Records contained in a dataset
· · · ·

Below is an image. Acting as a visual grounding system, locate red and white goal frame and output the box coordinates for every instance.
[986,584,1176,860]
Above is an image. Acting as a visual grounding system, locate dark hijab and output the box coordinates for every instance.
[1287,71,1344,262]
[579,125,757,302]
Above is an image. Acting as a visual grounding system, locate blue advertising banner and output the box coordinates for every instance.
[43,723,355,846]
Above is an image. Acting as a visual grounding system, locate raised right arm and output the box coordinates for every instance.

· · · ·

### Requirement
Reproduce every line of the material above exactly.

### Worked answer
Below is an image. Acting as a visual grounding system, locate red and white goal frame and output the box coordinates for every instance.
[986,584,1176,860]
Above is an image. Acting as a visual grounding system, locate dark hijab and output the box coordinates for every instance.
[1287,71,1344,262]
[579,125,757,302]
Above is an image. Acting as a visual grounding system, locate blue advertising banner and output the box coordinates for every instance.
[43,723,355,846]
Above is an image. Acting as a visual grounding system, locate raised right arm and output the box coordinates for every instance.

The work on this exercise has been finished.